▶ [TASK INSTRUCTIONS]: Retype the line with "Place one keypoint on each instance of the wood" in it, then each line after it to the end of the data, word for word.

================

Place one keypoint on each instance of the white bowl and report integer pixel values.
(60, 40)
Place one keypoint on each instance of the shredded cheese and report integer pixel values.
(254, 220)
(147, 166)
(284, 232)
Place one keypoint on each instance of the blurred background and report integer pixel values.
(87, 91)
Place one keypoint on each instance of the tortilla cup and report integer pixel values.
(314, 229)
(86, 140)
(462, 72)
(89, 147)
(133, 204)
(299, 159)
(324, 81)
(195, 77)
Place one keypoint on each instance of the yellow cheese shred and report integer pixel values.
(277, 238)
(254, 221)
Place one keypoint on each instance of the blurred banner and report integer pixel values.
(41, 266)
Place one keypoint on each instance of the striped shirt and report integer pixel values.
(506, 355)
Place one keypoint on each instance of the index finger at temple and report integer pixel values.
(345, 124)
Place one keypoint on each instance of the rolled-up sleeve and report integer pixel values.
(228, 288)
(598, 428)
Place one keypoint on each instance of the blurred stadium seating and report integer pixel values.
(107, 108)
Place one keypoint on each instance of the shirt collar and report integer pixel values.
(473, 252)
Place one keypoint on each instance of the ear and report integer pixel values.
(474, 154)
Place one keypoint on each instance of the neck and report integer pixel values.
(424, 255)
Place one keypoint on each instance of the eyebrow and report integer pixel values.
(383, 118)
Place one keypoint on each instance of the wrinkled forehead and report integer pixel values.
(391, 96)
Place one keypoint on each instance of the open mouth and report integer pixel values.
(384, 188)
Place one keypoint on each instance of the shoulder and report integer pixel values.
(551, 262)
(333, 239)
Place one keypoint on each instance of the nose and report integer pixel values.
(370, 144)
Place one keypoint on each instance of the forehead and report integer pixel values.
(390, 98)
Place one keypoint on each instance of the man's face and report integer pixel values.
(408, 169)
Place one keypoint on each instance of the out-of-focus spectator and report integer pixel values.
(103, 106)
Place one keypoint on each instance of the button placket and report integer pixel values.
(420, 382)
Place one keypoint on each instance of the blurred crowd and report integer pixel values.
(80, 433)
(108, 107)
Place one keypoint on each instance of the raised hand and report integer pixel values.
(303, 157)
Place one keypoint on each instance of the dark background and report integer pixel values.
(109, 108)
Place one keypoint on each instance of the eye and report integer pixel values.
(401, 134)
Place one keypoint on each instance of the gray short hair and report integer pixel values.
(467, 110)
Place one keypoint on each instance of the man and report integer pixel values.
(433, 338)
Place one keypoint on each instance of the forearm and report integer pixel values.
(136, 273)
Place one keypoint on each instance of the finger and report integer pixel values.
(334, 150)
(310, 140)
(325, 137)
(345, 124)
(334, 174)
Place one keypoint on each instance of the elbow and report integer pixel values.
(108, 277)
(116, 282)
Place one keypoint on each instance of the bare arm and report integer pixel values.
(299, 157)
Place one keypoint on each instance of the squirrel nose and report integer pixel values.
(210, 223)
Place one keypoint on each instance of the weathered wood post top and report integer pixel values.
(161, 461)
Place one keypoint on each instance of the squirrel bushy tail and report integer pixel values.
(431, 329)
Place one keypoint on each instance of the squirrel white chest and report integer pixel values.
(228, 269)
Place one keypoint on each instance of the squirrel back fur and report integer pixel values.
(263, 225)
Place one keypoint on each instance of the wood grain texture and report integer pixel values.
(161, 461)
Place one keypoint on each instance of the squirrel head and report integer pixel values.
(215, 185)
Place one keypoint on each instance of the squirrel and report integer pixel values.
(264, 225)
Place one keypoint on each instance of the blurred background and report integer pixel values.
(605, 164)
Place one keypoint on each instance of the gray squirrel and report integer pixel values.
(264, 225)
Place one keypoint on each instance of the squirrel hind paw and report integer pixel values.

================

▶ [SOLUTION BELOW]:
Place one keypoint on each instance of the wood grain texture and report integer pixel values.
(161, 461)
Place one keypoint on each instance of the squirrel head and report integer pixel values.
(215, 185)
Place one keypoint on each instance of the squirrel and report integer pixel values.
(264, 225)
Place one keypoint on each instance of the blurred background and report integer pixel values.
(605, 164)
Place one keypoint on each instance of the gray squirrel and report integer pixel values.
(264, 225)
Place one keypoint on each instance of the squirrel hind paw and report integer pixel values.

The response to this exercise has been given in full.